Requirement: A word-for-word restatement of the data is what is needed.

Records provided:
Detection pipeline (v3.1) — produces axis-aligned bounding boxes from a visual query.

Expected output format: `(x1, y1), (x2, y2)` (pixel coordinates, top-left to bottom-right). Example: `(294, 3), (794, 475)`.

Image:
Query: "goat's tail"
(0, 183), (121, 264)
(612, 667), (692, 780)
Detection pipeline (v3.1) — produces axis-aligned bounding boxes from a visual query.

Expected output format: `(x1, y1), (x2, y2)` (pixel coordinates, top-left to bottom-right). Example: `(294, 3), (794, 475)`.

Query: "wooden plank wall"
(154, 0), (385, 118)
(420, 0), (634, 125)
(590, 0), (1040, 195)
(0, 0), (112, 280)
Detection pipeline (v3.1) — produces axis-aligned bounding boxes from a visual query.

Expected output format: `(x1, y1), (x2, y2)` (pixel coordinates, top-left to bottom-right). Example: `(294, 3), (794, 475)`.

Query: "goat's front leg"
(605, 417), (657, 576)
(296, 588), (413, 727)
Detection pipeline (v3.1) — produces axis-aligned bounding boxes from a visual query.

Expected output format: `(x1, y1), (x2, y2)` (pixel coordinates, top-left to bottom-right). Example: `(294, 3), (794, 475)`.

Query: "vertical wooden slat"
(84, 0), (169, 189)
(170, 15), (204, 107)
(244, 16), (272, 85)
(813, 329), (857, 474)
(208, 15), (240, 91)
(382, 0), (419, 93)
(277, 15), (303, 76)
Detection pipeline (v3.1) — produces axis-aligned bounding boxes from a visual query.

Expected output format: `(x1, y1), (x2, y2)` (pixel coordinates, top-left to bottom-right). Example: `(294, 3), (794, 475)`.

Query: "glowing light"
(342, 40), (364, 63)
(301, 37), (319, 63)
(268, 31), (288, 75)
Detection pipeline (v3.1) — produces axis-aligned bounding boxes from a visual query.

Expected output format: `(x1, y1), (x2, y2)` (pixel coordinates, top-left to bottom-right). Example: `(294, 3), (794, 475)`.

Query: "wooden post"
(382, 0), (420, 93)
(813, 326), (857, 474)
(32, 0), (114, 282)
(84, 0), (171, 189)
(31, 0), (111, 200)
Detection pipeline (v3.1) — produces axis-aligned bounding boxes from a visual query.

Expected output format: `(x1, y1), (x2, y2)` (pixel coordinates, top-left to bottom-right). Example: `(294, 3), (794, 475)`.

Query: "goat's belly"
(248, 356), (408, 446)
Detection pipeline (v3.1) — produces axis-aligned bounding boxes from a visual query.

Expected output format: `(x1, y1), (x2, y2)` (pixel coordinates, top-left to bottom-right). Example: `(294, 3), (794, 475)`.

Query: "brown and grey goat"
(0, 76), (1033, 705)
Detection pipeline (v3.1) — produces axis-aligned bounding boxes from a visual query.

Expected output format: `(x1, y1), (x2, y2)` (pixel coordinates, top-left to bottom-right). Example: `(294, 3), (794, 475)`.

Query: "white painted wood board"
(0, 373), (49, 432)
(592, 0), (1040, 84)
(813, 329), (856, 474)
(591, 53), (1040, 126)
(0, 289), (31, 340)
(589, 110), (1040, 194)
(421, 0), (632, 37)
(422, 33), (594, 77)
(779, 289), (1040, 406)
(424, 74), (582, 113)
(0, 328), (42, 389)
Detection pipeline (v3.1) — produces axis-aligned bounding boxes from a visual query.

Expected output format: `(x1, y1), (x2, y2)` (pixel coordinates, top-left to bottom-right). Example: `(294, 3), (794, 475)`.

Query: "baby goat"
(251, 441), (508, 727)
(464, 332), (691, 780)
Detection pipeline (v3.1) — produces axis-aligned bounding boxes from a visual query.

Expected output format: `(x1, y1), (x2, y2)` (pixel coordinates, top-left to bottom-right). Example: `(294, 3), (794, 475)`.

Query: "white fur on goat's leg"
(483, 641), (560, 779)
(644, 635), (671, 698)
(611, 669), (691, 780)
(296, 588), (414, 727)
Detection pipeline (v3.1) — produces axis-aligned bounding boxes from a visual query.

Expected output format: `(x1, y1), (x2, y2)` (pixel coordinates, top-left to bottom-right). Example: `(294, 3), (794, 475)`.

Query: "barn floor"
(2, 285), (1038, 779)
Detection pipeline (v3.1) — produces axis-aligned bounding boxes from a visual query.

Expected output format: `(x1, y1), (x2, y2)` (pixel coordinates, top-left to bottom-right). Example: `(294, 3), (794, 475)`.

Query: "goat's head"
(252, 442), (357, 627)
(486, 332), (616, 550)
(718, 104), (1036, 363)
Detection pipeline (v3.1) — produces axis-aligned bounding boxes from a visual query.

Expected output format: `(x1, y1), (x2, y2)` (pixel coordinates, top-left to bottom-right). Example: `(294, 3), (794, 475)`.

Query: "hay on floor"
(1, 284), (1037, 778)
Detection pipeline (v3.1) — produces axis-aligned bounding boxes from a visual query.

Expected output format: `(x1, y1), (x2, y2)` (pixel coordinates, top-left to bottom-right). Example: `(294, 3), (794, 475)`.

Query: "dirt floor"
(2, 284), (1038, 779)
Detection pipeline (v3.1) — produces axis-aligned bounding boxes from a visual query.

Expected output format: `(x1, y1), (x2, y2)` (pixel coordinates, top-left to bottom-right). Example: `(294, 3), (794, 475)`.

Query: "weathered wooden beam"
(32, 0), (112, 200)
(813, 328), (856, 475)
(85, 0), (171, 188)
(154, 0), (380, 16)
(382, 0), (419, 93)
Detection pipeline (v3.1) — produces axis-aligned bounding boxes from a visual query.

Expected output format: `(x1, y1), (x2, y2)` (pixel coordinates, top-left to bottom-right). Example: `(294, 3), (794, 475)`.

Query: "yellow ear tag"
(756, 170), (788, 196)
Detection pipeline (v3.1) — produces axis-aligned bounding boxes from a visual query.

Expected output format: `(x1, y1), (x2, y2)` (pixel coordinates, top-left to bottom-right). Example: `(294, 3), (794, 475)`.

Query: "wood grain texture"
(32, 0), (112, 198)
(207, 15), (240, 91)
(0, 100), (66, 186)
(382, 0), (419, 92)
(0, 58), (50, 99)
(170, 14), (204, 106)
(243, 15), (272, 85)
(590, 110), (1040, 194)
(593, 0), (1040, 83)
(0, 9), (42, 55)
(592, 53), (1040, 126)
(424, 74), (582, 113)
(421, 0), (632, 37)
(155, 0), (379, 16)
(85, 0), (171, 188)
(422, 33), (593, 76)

Answer section:
Detection pipeline (v3.1) — produces axis-aligned bounding boxes from a visual query.

Expected output format: `(x1, y1), (x2, y2)` (pixel coordinates, top-left to bottom-right). Example: `(294, 3), (794, 475)`.

Image:
Query: "goat's tail"
(0, 183), (121, 264)
(612, 667), (692, 780)
Detection pipeline (v3.1) — produces axis-aligned bounding boxes from a visual query.

Expected output format: `(x1, y1), (x2, y2)` (pixel coordinates, top-left to bottom-right). Example: `(294, 3), (794, 475)`.

Query: "wooden plank wall"
(154, 0), (385, 118)
(420, 0), (634, 125)
(590, 0), (1040, 195)
(0, 0), (112, 280)
Detection pipeline (v3.1) — produces axis-aligned bounding boxes from a visual query.

Expected output format: `(x1, y1), (x2, y2)` (pixel coordinates, top-left to bottom-right). Example: `(294, 3), (794, 475)`.

Query: "goat's front leg"
(605, 417), (657, 576)
(296, 588), (413, 727)
Detection pipeline (v3.1) — produces axis-aligned bounding boxes from a visual query.

Expected output format: `(x1, y1), (x2, y2)` (pixel coordinates, top-left to bottom-right). Example: `(294, 3), (794, 475)`.

Query: "vertical wooden slat"
(84, 0), (169, 189)
(170, 15), (204, 107)
(244, 16), (272, 85)
(813, 329), (857, 474)
(208, 15), (240, 91)
(382, 0), (419, 93)
(277, 15), (303, 76)
Detection pipeline (v3.1) — produces axis-aligned bounding boxes from a visual query.

Expected output format: `(x1, y1), (x2, y2)` (pixel coordinates, top-left to bottom-right). Example: `(294, 3), (794, 475)`.

Query: "glowing light"
(342, 40), (364, 63)
(301, 37), (319, 63)
(268, 31), (288, 75)
Detection pipeline (v3.1) — produces axis-aligned bounding boxes from a visual query.

Expected output format: `(x1, y1), (x2, y2)` (pixel coordinates, top-left to bottom-right). Example: `(294, 3), (794, 475)`.

Query: "wooden post"
(382, 0), (420, 93)
(813, 326), (857, 474)
(32, 0), (114, 282)
(84, 0), (171, 189)
(31, 0), (111, 200)
Detection pipeline (v3.1) — produces axis-aligned bounding boxes from a visual query.

Expected output format: `(x1, y1), (x2, y2)` (pixel coordinates, top-left to bottom-right). Example: `(294, 3), (794, 475)`.

Query: "goat's belly"
(248, 356), (408, 446)
Detection pipeline (v3.1) — produces axis-aligned bounding boxes from a visual query.

Expected output format: `(x1, y1), (x2, y2)` (pixel coordinates, top-left to bottom-right). Example: `(294, 3), (794, 475)`.

Query: "brown and grey goat"
(0, 76), (1033, 705)
Detection pipeline (v3.1) — produces axis-aligned bounding boxes from a visual query.

Expected output format: `(x1, y1), (x2, y2)` (pixel coordinates, top-left to bottom-right). Example: `(294, 3), (794, 475)`.

Query: "white painted wood board"
(0, 373), (49, 432)
(592, 0), (1040, 84)
(813, 329), (856, 474)
(591, 53), (1040, 126)
(0, 289), (31, 340)
(589, 110), (1040, 194)
(421, 0), (632, 37)
(422, 33), (594, 77)
(779, 289), (1040, 406)
(424, 74), (582, 113)
(0, 328), (42, 389)
Detection pipeline (v3.1) — produces axis-aligned bounding boxes from a visual query.

Expected output format: `(x1, y1), (x2, y2)` (pixel coordinates, top-left to bottom-right). Example: `(294, 3), (794, 475)`.

Query: "baby goat"
(251, 441), (508, 727)
(464, 332), (691, 780)
Detection pipeline (v3.1) — produces axis-aligned bounding boxes from a visual query.

Expected output format: `(x1, y1), (x2, y2)` (pixel coordinates, top-left to bottom-right). Example: `(294, 3), (794, 475)`.

Query: "white fur on goat's leg"
(483, 641), (560, 779)
(644, 635), (671, 698)
(611, 669), (691, 780)
(296, 588), (414, 727)
Detection pipeline (v3.1) — produces axis-aligned bounding boxes from a visual query.

Expected output format: `(x1, y1), (x2, y2)` (pixel coordinates, top-left to bottom-right). Example: `(294, 3), (794, 475)`.

Query: "barn floor"
(2, 285), (1038, 779)
Detection pipeline (v3.1) — produces axis-aligned bounding boxes from a visual query.

Expected output format: `(x1, y1), (x2, y2)` (pixel coordinates, top-left to bottom-right). Example: `(294, 3), (794, 475)`.

Query: "goat's head"
(252, 442), (357, 627)
(486, 332), (616, 550)
(718, 104), (1036, 363)
Detection pipeline (v3.1) — produces axis-aligned bounding boxes from a visual query.

Expected output format: `(x1, y1), (x2, y2)` (pixel coordinates, top-left to bottom-right). Example: `(294, 3), (794, 475)`.

Query: "hay on floor"
(1, 284), (1037, 778)
Detection pipeline (v3.1) — produces axis-aligned bounding boxes from a visual query.

Expected output format: `(x1, y1), (x2, y2)` (pixel coordinates, top-left to bottom-right). Example: `(294, 3), (794, 475)`.

Query: "dirt floor"
(2, 284), (1038, 779)
Detection pipeline (v3.1) — produces axis-aligned bounding boxes from a visual query.

Expected output format: `(x1, y1), (x2, y2)` (pixel coordinates, top-left to bottom-right). Example: `(294, 3), (794, 475)`.

Query: "weathered wooden beam"
(32, 0), (112, 200)
(813, 328), (856, 475)
(85, 0), (171, 188)
(154, 0), (380, 16)
(382, 0), (419, 93)
Detection pipeline (v3.1) — produces axis-aligned bounding boxes from a visual query.

Expected output format: `(x1, y1), (x2, y2)` (pixel coordinates, top-left to bottom-right). Example: `(294, 3), (794, 475)`.

Query: "yellow ear tag"
(756, 170), (788, 196)
Detection pipeline (v3.1) — produces axis-aligned bounding boxes from a visual query.

Expected output format: `(x1, y1), (x2, y2)` (pixel coordinates, top-left to bottom-right). Example: `(294, 3), (794, 475)`.

Query: "wood grain texture"
(32, 0), (112, 198)
(207, 15), (240, 91)
(0, 100), (66, 186)
(382, 0), (419, 92)
(0, 58), (50, 99)
(170, 14), (204, 106)
(243, 15), (272, 85)
(590, 110), (1040, 194)
(593, 0), (1040, 83)
(0, 9), (42, 55)
(592, 53), (1040, 126)
(424, 74), (582, 113)
(421, 0), (632, 37)
(155, 0), (379, 16)
(85, 0), (171, 188)
(422, 33), (593, 76)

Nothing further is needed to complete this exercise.